> _Available data_
____
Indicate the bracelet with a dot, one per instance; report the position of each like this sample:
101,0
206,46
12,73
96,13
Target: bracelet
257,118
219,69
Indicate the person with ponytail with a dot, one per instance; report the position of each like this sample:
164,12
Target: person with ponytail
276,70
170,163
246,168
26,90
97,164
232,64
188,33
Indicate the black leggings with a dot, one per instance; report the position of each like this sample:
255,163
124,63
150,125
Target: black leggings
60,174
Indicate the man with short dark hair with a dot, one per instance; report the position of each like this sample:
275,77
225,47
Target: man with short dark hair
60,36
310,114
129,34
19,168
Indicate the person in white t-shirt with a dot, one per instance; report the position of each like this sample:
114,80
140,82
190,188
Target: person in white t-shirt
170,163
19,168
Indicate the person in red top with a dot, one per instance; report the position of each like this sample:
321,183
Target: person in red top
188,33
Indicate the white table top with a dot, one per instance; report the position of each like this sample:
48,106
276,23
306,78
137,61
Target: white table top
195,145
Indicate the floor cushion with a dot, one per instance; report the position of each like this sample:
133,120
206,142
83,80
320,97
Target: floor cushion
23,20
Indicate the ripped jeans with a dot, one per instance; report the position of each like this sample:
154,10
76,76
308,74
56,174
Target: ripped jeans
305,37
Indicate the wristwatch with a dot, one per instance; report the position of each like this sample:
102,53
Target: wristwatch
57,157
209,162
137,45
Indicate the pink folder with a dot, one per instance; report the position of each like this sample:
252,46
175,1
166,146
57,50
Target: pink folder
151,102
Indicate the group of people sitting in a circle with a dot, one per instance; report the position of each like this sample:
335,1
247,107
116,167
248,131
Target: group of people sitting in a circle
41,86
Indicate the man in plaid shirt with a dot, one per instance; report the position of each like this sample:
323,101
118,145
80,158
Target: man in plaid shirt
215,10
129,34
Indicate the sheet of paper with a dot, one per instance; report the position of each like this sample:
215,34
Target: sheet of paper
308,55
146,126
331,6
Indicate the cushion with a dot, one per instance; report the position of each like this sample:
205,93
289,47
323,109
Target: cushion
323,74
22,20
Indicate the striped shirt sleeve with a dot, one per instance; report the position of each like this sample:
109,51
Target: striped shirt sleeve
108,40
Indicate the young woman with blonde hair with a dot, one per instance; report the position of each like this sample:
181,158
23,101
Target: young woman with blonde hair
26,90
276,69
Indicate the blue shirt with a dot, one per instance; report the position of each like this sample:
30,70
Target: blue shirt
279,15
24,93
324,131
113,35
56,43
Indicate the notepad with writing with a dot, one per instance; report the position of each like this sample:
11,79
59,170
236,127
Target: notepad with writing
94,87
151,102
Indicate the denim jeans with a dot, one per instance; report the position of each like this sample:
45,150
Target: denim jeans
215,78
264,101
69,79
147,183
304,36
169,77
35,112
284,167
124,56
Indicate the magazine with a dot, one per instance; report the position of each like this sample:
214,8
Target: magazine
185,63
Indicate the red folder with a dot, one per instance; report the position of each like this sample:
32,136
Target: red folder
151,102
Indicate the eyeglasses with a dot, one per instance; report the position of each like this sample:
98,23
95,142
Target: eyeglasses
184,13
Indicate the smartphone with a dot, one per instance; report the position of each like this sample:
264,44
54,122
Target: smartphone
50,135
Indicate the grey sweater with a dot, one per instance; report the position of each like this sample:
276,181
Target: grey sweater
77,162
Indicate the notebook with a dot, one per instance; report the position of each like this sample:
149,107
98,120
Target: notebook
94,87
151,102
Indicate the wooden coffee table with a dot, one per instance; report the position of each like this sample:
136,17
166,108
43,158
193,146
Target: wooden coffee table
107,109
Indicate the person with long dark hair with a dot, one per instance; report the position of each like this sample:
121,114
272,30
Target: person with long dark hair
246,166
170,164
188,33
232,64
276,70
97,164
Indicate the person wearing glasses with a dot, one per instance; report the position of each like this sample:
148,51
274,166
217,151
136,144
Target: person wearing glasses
____
> _Directions for this task_
Switch each "Indicate" in the records above to "Mark", then write out all of the records again with nothing else changed.

> _Answer to this task_
Mark the bracelet with a dot, one per instance; report the position of each like this sample:
101,0
206,46
12,73
96,13
Target: bracelet
257,118
219,69
Mark the person with ponytail with a dot, one per instance; report the position of each like this sample:
164,12
Target: person with ponytail
276,70
170,163
246,168
26,90
97,164
232,64
188,33
Mark the black leggings with a dot, one per instance; report the position of each like this sample:
255,163
124,63
150,125
Target: black leggings
60,174
Mark the man with short dark hair with a dot, one per instance; report the position of each like this sample:
275,77
225,47
Target: man with short dark hair
60,36
310,114
129,34
19,168
Mark the person in white t-shirt with a dot, one per instance; report the position of each like this sample:
114,80
140,82
190,188
Target: person in white t-shirt
170,163
19,168
Mark the person in red top with a dot, one per instance; report the position of each like this sample:
321,183
Target: person in red top
188,33
Mark the white table top with a dot, one per instance; report the position of each like this sample:
48,106
276,23
306,78
137,61
Target: white table top
195,145
Mark the floor cushion with a dot, one per instance; report the position of each like this sample:
133,120
206,142
83,80
320,97
Target: floor cushion
23,20
Mark the ripped jeans with a dot, one per instance; report the position of each like this sample:
154,10
76,76
308,74
56,174
Target: ripped jeans
305,37
Mark the wristwatch with a dot, one per instance; report the position of each like this sample:
102,53
Target: wristwatch
57,157
209,162
137,45
Mark the pink folder with a dot, one per instance; report the position of each like this sample:
252,46
175,1
166,146
57,50
Target: pink folder
151,102
Mark the group of people sitting in a circle with a dot, one per instance; report the position of each like this sample:
335,1
247,107
116,167
248,131
Target: group of people sitting in a circle
41,86
Mark the man in plaid shirt with a dot, one per instance; report the position of each like this sample:
323,101
118,145
80,158
Target: man in plaid shirt
215,10
129,34
Mark the sheet of paper with a dot, one per instance; report the position of each like this sample:
215,34
Target: sheet of paper
308,55
146,126
331,6
Mark the cushion with a dot, one per instance; report the position of each like this sample:
205,93
289,47
323,109
Target: cushion
323,74
22,20
Mark the striped shirt sleeve with a dot, one per instance; report the position of each like this sample:
109,51
Target: striped shirt sleeve
108,40
Mark the young woman with blonde hair with a dot, one per instance; report the position of each like this sample:
181,158
23,101
Target: young woman with blonde hair
26,90
276,69
Mark the blue shirt with a dot, one per instance; report the position of each like this sample:
30,70
Target: blue shirt
279,15
24,93
324,131
113,35
56,43
Mark the notepad with writing with a dot, one per instance; report the position of each like this sample:
11,79
59,170
236,127
Target: notepad with writing
94,87
151,102
Mark the denim jeans with a dot, one per instance; report the position of each like this sample:
45,150
Target: denim jeans
215,78
264,101
69,79
147,183
304,36
169,77
35,112
284,167
124,56
Mark the magazine with a dot, one per instance; report the position of each like this sample:
214,8
Target: magazine
185,63
Mark the red folder with a dot, one per instance; report the position of each like this sample:
32,136
Target: red folder
151,102
Mark the eyeglasses with a dot, one per instance; report the position of each like this sample:
98,23
95,142
Target: eyeglasses
184,13
Mark the smartphone with a dot, one per instance; report the position of each like this sample:
264,44
54,122
Target: smartphone
50,135
Mark the grey sweater with a dot, one per instance; report the position of each like this sample:
276,181
Target: grey sweater
77,162
Mark the notebook with a dot, one per instance; report the position of each like this sample:
149,107
98,120
Target: notebook
94,87
151,102
Mark the wooden coffee table with a dot, one per instance; report the position of each like this sample:
136,17
166,108
43,158
193,146
Target: wooden coffee table
107,109
Mark the person with long dark hair with a dot, one per instance; report the position of each like this sample:
121,114
272,30
Target: person with long dark hair
246,166
170,164
188,33
232,64
276,70
97,164
Mark the person wearing glasses with a dot, one per instance; report the position of each like this sample:
148,51
274,166
217,151
136,144
Target: person wearing glasses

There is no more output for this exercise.